What the task requires
Copy each of the records below line for line, with no changes.
--- BEGIN ---
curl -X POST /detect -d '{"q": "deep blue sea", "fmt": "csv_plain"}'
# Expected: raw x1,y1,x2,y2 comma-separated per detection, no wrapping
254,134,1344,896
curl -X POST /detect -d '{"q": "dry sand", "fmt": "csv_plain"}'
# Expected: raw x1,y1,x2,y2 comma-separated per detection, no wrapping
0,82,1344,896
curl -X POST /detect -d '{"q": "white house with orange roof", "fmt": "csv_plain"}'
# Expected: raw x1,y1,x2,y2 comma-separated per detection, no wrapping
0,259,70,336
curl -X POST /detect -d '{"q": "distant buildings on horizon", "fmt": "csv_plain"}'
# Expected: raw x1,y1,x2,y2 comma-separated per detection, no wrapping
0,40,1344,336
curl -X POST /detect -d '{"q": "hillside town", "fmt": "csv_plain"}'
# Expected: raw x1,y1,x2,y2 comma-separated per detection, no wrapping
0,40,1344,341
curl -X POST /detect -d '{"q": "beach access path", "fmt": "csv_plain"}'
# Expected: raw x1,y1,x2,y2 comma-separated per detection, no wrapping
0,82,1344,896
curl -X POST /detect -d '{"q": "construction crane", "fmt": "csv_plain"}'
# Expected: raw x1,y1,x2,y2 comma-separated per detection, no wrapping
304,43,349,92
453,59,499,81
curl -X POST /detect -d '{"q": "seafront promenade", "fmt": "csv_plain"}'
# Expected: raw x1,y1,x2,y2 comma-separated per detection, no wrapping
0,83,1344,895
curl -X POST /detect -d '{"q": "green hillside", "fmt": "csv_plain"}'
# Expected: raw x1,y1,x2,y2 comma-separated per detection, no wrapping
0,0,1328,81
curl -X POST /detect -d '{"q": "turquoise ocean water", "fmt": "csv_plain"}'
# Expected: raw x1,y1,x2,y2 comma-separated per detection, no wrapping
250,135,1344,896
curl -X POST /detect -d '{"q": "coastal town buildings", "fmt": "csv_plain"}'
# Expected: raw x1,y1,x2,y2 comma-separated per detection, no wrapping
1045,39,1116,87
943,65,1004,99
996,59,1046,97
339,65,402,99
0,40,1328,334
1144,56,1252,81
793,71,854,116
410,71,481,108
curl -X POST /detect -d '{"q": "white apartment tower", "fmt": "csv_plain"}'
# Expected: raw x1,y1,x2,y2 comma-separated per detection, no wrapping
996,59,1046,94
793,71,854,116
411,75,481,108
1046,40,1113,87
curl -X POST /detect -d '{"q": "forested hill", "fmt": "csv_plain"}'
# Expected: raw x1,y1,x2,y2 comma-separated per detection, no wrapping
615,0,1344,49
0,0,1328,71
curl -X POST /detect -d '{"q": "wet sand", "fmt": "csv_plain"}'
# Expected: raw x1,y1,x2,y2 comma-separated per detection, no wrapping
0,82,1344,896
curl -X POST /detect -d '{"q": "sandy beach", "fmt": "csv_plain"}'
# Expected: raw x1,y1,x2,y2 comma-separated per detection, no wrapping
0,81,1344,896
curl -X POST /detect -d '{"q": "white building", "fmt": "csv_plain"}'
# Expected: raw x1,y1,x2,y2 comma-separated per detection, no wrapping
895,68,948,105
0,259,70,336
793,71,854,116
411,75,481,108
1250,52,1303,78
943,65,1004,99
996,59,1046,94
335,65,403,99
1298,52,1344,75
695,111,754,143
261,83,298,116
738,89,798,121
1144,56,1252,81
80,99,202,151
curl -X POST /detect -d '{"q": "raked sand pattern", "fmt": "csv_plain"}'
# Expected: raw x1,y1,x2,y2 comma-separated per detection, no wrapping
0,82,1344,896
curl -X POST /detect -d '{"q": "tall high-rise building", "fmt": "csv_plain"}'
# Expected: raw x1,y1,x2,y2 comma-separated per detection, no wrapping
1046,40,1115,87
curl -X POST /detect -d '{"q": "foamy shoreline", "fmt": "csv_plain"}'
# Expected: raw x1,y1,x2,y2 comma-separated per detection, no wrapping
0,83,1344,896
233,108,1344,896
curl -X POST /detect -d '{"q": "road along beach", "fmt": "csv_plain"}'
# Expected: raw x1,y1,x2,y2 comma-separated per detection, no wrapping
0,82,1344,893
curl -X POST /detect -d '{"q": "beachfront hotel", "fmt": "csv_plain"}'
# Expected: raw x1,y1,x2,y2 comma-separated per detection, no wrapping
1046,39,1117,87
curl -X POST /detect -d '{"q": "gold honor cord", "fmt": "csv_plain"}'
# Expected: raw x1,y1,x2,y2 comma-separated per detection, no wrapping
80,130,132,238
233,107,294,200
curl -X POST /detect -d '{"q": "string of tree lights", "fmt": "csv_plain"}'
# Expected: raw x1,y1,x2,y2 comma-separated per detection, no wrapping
--- END ---
Solution below
curl -X POST /detect -d '{"q": "deep blue sea", "fmt": "csv_plain"}'
# Expected: raw x1,y1,x2,y2 comma-separated per detection, no wrapping
254,134,1344,896
curl -X POST /detect -d '{"q": "dry sand", "fmt": "csv_plain"}'
# Expected: raw x1,y1,x2,y2 comma-separated per detection, no wrapping
0,82,1344,896
curl -X POST /detect -d '{"q": "white house with orange roof", "fmt": "csv_plain"}'
# Expected: raw x1,y1,x2,y2 comma-separated per detection, no wrapping
0,259,70,336
curl -X POST /detect -d '{"q": "distant buildings on horizon", "fmt": "csv_plain"}'
# Expected: raw x1,y1,x2,y2 comma-separated per detection, no wrapping
0,40,1344,336
curl -X POST /detect -d '{"q": "hillside town", "fmt": "csv_plain"}'
# Expected: raw x1,y1,x2,y2 comma-separated per detection, no wrapping
0,40,1344,341
curl -X POST /detect -d '{"q": "beach access path", "fmt": "csv_plain"}'
# Expected: raw x1,y1,x2,y2 comma-separated per detection, no wrapping
0,82,1344,896
curl -X POST /detect -d '{"q": "construction crane", "fmt": "csv_plain"}'
# Expected: raw x1,y1,x2,y2 comma-separated per detection, no wrapping
304,43,349,92
453,59,499,81
curl -X POST /detect -d '{"q": "seafront promenade", "fmt": "csv_plain"}'
# Expected: raw x1,y1,x2,y2 comma-separated per detection, no wrapping
0,83,1344,895
curl -X POST /detect -d '{"q": "green hillside", "fmt": "csv_plain"}'
# Expected: raw x1,y1,x2,y2 comma-separated per detection, no wrapping
0,0,1328,81
curl -X POST /detect -d '{"q": "turquoise ocean water", "fmt": "csv_plain"}'
# Expected: raw x1,y1,x2,y2 comma-separated per detection, no wrapping
250,135,1344,896
curl -X POST /detect -d '{"q": "coastal town buildings", "fmt": "csv_plain"}'
# Expected: raw x1,y1,x2,y2 comma-separated per detection, no wrapping
1045,39,1116,87
943,65,1004,99
996,59,1046,97
339,65,402,99
0,40,1328,334
1144,56,1252,81
793,71,854,116
410,71,481,108
curl -X POST /detect -d '{"q": "white apartment tower", "fmt": "csv_plain"}'
# Expected: raw x1,y1,x2,y2 comma-separated per detection, no wrapping
996,59,1046,94
793,71,854,116
411,75,481,108
1046,40,1113,87
curl -X POST /detect -d '{"q": "forested hill", "fmt": "csv_plain"}'
# Expected: raw x1,y1,x2,y2 comma-separated per detection, no wrapping
615,0,1344,49
0,0,1328,71
curl -X POST /detect -d '{"q": "wet sand", "fmt": "csv_plain"}'
# Expected: raw x1,y1,x2,y2 comma-separated per detection, no wrapping
0,82,1344,896
curl -X POST /detect -d '{"q": "sandy beach", "fmt": "csv_plain"}'
# Expected: raw x1,y1,x2,y2 comma-separated per detection, no wrapping
0,81,1344,896
curl -X POST /detect -d '{"q": "white building", "fmt": "csv_plain"}'
# Expected: raw x1,y1,x2,y2 comma-separated per detection, no wrapping
895,68,948,105
0,259,70,336
793,71,854,116
411,75,481,108
1250,52,1303,78
943,65,1004,99
996,59,1046,94
335,65,403,99
1298,52,1344,75
695,111,754,143
261,83,298,116
738,89,798,121
1144,56,1252,81
80,99,202,151
curl -X POST /detect -d '{"q": "raked sand pattern", "fmt": "csv_plain"}'
# Expected: raw x1,y1,x2,y2 comma-separated per detection, no wrapping
0,82,1344,896
curl -X POST /detect -d '{"q": "tall high-rise building", "fmt": "csv_plain"}'
# Expected: raw x1,y1,x2,y2 comma-separated per detection, no wrapping
1046,40,1115,87
curl -X POST /detect -d '{"q": "foamy shoreline", "fmt": "csv_plain"}'
# Expected: raw x1,y1,x2,y2 comma-separated per detection, no wrapping
0,83,1344,896
233,108,1344,896
curl -X POST /detect -d '{"q": "road along beach", "fmt": "csv_plain"}'
# Expected: raw x1,y1,x2,y2 comma-separated per detection, no wrapping
0,82,1344,893
curl -X POST /detect -d '{"q": "beachfront hotel", "fmt": "csv_plain"}'
# Expected: raw x1,y1,x2,y2 comma-separated per detection, no wrapping
1046,39,1117,87
curl -X POST /detect -d '{"q": "gold honor cord", "fmt": "csv_plain"}'
# Expected: raw x1,y1,x2,y2 comma-separated per detection, no wrapping
80,130,132,238
233,107,294,200
curl -X POST /detect -d '{"q": "string of tree lights", "fmt": "csv_plain"}'
# Expected: raw x1,y1,x2,y2 comma-separated per detection, no wrapping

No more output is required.